> **TRECHO SELECIONADO**:
============================================================
Todos temos os mesmos direitos de conviver com/na/da terra!

TODOS TEMOS OS MESMOS DIREITOS DE CONVIVER COM/NA/DA TERRA!

João Pedro Stédile


O direito a terra pode ser analisado e compreendido de muitas formas. Poderíamos analisar do ponto de vista de como as sociedades organizaram as leis ao longo da história para distribuir o direito à terra entre seus membros. Ou do ponto de vista biológico, como a nossa reprodução enquanto seres vivos, depende do acesso às três fontes de energia: sol, água e terra.

Aqui, nesse artigo vamos tratar o tema sob a ótica da economia política, que procura analisar como a sociedade foi organizando o direito ao uso, posse e propriedade da terra. Esse tema é tratado na academia e na literatura econômica como a “questão agrária”.

Desde quando surgimos como “homo sapiens” há aproximadamente 200 mil anos passados, os seres humanos, sábios, começaram a se organizar em grupos sociais e sempre viveram em coletivo. Nos primórdios da civilização estavam organizados em comunismo primitivo. E todos tinham direitos iguais. Todos trabalhavam e compartilhavam os bens de acordo com as necessidades de cada pessoa e família. A terra era vista como uma morada comum, coletiva, em que todos tinham direitos iguais, de usá-la, habitá-la, cultivá-la. Não havia sentido de posse, nem de propriedade. A maioria dos agrupamentos humanos viviam como nômades. Quando a natureza da terra não atendia mais suas necessidades, migravam para outro lugar.
============================================================
> **TRECHOS DOS REGISTROS**:
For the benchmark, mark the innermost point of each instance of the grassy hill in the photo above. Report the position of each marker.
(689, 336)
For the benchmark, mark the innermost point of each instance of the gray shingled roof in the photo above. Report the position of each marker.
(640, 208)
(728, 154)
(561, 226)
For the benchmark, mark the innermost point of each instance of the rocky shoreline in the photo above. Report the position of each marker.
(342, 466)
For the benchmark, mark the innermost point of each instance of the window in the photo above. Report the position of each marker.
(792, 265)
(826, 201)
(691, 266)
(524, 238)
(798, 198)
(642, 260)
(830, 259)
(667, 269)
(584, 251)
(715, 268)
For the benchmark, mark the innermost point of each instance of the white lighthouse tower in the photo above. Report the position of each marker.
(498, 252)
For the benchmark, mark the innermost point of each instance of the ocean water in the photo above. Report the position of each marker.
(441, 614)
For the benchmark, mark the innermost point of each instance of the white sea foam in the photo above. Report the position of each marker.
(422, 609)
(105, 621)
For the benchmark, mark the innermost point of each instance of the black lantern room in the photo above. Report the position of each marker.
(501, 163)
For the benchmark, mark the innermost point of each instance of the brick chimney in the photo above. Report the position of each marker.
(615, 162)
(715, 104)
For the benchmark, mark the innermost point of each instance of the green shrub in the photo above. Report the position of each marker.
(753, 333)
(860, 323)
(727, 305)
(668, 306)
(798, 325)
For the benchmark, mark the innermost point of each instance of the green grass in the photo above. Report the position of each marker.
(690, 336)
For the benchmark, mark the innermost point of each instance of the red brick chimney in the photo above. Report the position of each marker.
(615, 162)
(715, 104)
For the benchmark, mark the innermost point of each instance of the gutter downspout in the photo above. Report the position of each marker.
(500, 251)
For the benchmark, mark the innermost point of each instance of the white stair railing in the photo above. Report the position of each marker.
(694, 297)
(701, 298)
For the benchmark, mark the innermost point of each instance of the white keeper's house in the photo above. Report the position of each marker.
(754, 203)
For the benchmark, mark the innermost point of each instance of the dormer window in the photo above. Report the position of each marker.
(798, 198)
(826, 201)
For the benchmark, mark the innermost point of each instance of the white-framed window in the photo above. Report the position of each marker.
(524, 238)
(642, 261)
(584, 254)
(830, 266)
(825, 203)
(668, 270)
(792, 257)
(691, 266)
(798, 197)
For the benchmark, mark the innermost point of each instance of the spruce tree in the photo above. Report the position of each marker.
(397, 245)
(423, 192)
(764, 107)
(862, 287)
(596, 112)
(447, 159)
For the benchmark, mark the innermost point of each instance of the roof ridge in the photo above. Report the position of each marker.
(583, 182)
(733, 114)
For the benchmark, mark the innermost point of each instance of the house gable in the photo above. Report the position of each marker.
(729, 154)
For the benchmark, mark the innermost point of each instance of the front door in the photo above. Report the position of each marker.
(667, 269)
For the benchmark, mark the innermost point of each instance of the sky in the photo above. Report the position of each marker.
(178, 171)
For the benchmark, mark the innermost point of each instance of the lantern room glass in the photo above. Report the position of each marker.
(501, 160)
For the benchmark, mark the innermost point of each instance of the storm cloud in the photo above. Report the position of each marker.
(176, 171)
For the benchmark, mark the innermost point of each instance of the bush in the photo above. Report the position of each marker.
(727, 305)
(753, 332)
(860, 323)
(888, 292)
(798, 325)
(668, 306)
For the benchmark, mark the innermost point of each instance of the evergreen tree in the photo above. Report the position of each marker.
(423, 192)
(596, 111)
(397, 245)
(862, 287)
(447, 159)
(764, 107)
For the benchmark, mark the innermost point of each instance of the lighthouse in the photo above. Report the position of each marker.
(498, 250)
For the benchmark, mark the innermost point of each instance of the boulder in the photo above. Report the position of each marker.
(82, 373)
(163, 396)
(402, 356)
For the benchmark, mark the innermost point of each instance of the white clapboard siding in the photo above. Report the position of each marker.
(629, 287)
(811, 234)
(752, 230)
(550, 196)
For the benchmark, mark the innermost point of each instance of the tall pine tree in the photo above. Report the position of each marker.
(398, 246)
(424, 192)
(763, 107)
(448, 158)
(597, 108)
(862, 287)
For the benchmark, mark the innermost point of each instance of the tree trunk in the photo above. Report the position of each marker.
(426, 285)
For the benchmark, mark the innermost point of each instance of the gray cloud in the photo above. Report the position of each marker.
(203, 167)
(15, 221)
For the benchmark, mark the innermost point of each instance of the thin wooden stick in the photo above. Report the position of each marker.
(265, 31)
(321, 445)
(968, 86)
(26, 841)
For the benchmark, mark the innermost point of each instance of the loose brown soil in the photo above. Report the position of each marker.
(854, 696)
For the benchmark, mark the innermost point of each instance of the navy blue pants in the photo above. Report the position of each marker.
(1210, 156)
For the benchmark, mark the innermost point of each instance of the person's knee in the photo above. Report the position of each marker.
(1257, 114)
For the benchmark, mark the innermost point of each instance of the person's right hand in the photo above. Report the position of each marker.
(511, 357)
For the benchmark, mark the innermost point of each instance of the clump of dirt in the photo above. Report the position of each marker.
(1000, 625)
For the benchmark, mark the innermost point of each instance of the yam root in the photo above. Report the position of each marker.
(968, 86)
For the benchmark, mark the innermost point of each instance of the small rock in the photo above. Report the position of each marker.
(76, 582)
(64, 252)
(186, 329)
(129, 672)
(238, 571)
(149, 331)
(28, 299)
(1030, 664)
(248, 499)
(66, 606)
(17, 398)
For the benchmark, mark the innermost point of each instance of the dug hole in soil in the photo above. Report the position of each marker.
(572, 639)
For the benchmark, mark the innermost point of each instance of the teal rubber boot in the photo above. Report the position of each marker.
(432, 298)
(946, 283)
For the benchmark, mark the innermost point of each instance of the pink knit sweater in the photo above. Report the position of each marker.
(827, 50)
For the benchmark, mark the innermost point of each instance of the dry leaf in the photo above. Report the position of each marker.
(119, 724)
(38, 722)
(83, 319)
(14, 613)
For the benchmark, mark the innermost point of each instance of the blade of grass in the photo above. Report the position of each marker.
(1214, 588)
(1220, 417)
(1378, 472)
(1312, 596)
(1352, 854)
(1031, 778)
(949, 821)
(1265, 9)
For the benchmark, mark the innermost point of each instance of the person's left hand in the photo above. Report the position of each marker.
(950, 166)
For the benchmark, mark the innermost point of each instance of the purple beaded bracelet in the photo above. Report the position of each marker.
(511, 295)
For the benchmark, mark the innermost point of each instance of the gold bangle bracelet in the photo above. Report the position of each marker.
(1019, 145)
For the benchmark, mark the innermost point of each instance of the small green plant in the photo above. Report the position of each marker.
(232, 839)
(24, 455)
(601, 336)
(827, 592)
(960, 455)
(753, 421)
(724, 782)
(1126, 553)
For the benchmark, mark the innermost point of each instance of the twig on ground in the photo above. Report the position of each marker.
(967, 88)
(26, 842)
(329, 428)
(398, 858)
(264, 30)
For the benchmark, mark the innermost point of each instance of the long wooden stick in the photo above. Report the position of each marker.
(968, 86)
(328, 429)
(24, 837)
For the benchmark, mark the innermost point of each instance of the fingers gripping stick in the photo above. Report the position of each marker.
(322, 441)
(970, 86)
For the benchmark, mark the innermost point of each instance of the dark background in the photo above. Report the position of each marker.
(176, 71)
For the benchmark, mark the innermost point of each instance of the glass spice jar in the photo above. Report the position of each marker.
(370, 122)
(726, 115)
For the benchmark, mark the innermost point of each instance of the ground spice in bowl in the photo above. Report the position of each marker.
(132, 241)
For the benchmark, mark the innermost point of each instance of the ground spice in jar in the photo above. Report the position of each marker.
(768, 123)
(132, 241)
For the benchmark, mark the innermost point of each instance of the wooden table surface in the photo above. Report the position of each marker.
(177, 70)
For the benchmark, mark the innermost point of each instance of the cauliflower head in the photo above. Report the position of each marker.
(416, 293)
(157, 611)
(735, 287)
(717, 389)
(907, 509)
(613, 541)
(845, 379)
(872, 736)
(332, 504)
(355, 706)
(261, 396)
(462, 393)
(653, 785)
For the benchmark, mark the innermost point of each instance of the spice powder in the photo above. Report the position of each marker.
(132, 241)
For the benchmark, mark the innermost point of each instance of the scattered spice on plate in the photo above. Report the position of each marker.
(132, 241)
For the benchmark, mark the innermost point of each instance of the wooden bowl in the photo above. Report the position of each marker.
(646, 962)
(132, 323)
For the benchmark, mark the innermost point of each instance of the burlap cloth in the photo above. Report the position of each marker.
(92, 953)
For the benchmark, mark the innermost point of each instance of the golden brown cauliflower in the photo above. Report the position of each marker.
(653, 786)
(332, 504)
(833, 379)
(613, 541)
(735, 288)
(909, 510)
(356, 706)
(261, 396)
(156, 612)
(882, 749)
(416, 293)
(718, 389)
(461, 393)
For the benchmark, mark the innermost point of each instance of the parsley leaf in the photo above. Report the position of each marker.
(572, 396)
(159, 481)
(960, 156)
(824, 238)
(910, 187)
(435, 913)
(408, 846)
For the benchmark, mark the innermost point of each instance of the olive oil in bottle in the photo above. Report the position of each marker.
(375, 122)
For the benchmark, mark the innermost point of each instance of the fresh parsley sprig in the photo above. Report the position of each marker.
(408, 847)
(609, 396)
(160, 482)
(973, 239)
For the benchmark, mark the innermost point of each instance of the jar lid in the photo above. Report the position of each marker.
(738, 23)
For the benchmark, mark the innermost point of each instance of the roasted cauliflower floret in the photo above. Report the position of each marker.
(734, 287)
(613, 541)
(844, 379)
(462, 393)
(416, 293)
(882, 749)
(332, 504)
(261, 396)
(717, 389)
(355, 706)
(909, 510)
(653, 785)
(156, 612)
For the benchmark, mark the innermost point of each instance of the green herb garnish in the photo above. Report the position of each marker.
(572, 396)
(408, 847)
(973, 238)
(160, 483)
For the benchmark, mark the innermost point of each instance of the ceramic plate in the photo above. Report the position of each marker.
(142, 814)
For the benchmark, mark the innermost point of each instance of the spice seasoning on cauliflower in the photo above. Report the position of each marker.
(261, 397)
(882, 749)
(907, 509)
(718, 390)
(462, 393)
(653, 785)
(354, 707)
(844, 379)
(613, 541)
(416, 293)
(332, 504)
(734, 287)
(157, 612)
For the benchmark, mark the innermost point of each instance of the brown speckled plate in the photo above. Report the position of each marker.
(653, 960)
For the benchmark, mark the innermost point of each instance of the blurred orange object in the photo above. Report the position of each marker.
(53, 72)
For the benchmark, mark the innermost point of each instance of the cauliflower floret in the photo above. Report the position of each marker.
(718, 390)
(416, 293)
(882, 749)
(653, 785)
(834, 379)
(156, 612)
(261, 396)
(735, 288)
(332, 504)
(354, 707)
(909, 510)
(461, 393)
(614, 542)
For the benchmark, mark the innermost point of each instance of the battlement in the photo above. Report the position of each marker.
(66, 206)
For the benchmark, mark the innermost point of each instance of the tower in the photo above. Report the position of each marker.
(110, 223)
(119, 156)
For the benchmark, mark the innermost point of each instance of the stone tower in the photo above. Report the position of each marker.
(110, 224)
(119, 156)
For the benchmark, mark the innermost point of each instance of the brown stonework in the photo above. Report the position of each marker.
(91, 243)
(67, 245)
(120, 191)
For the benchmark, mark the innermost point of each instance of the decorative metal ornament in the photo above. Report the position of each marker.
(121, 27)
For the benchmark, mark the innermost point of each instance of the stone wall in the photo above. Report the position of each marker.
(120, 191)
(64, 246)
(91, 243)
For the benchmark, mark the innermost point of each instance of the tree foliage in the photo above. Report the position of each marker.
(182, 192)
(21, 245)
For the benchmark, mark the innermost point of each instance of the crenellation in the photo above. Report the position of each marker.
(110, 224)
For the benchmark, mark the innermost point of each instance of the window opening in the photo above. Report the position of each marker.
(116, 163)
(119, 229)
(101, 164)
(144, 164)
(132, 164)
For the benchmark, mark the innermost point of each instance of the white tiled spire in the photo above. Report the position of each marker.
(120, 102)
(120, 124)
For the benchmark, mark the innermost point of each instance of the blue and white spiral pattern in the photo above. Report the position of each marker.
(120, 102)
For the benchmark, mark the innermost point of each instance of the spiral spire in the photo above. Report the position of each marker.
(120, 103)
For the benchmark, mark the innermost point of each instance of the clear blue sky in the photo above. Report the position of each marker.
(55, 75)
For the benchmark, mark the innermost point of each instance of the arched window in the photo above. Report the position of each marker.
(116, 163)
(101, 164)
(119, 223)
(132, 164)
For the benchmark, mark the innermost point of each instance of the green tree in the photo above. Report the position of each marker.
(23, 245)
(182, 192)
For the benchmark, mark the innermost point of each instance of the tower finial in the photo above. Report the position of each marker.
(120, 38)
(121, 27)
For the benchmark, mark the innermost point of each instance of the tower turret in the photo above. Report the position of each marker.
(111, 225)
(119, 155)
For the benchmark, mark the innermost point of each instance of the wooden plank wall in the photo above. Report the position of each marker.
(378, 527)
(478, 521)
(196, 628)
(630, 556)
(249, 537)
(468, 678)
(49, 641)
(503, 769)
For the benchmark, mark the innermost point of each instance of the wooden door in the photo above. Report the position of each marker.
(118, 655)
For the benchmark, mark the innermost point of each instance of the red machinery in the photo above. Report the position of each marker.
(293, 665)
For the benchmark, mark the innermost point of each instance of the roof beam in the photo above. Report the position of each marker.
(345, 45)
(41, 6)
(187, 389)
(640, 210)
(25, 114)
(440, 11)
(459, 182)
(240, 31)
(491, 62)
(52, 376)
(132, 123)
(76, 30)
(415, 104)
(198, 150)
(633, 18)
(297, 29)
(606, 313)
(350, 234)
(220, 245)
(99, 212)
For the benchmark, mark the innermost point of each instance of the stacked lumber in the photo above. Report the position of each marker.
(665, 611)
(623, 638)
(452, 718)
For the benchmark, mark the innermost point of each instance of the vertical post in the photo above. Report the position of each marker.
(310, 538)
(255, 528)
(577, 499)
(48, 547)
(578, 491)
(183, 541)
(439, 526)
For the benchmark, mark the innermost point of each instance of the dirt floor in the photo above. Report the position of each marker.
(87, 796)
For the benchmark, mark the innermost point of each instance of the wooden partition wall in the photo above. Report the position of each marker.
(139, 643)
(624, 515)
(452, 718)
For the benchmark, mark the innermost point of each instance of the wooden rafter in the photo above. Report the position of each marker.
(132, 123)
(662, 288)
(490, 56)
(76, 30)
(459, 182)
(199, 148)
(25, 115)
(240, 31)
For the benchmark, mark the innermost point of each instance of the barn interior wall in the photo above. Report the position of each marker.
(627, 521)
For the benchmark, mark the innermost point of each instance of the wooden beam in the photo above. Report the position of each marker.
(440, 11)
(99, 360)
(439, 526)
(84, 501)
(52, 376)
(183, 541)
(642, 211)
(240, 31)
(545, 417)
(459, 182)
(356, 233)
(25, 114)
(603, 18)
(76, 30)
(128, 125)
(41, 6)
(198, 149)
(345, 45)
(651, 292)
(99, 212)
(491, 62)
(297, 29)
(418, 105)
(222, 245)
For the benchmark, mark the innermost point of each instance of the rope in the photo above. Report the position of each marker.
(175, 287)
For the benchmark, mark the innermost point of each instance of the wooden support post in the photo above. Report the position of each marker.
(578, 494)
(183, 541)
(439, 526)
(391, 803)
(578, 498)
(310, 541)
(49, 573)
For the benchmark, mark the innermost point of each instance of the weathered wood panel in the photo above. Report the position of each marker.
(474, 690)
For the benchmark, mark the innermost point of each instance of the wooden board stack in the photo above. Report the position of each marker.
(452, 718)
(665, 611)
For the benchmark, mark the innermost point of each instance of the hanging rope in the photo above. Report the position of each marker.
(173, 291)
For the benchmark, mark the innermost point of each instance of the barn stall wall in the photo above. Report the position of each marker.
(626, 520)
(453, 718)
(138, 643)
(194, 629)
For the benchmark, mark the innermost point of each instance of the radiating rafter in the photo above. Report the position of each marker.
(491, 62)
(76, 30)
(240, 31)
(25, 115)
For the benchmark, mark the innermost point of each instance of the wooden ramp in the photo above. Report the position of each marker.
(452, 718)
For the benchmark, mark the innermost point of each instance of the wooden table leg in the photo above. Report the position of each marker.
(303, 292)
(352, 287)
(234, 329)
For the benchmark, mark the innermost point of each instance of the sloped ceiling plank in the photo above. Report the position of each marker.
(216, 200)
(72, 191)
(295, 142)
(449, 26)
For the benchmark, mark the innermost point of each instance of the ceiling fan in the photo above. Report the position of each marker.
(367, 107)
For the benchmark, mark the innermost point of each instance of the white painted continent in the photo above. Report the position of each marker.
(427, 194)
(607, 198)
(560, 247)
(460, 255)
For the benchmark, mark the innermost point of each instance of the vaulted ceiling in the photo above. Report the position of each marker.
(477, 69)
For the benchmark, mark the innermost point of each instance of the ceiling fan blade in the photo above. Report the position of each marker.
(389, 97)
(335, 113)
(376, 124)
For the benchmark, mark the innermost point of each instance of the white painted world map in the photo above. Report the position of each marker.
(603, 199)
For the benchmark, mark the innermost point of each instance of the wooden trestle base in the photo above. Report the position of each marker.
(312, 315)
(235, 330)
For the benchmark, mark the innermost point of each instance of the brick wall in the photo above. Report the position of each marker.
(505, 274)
============================================================
> **O QUE FAZER**:
(A) De acordo com o artigo sobre o direito à terra, de quais três fontes de energia depende a nossa reprodução enquanto seres vivos?
(B) No artigo sobre o direito à terra, troque "leis" por "normas" e reproduza o trecho que começa em "O direito a terra" e vai até "água e terra.".
(C) Dê continuidade ao artigo sobre o direito à terra a partir do ponto em que ele termina.

> **RESPOSTAS ESPERADAS**:
(A) Do sol, da água e da terra.

(B)
O direito a terra pode ser analisado e compreendido de muitas formas. Poderíamos analisar do ponto de vista de como as sociedades organizaram as normas ao longo da história para distribuir o direito à terra entre seus membros. Ou do ponto de vista biológico, como a nossa reprodução enquanto seres vivos, depende do acesso às três fontes de energia: sol, água e terra.

(C)
Com o aumento da população e a escassez de bens da natureza, começaram as disputas entre os agrupamentos humanos por um mesmo território. E essa disputa se deu pela força física. O resultado foi o surgimento de um novo modo de organização da vida social: o escravismo. Surgiu a desigualdade social e as primeiras classes sociais antagônicas: os senhores das terras, da natureza e das pessoas, os escravocratas, e os grupos subalternos, os escravos, que não possuíam mais direito algum, nem sequer à sobrevivência.

A humanidade seguiu crescendo e os territórios foram divididos por clãs, que pela força militar organizavam as pessoas nos feudos. Cada feudo organizava a produção de suas necessidades. Não havia intercâmbio entre eles, nem moeda. Nesse novo modo de produzir e organizar a sociedade, havia a nobreza que ocupava os castelos, cuidava da segurança, do depósito dos bens, e da guerra com possíveis inimigos. Já o território era ocupado pelos agricultores que cultivavam a terra na forma familiar. Nasceu ai os camponeses como classe social. Tinham o direito de habitar na terra, cultivá-la, portanto a posse e o uso, porem não possuíam nenhum direito sobre ela. E o fruto do seu trabalho era compulsoriamente repartido com a nobreza através do pagamento da renda produto(em torno de 50%) e da renda trabalho, que os obrigava a entregarem alguns dias por semana de trabalho gratuito para a nobreza.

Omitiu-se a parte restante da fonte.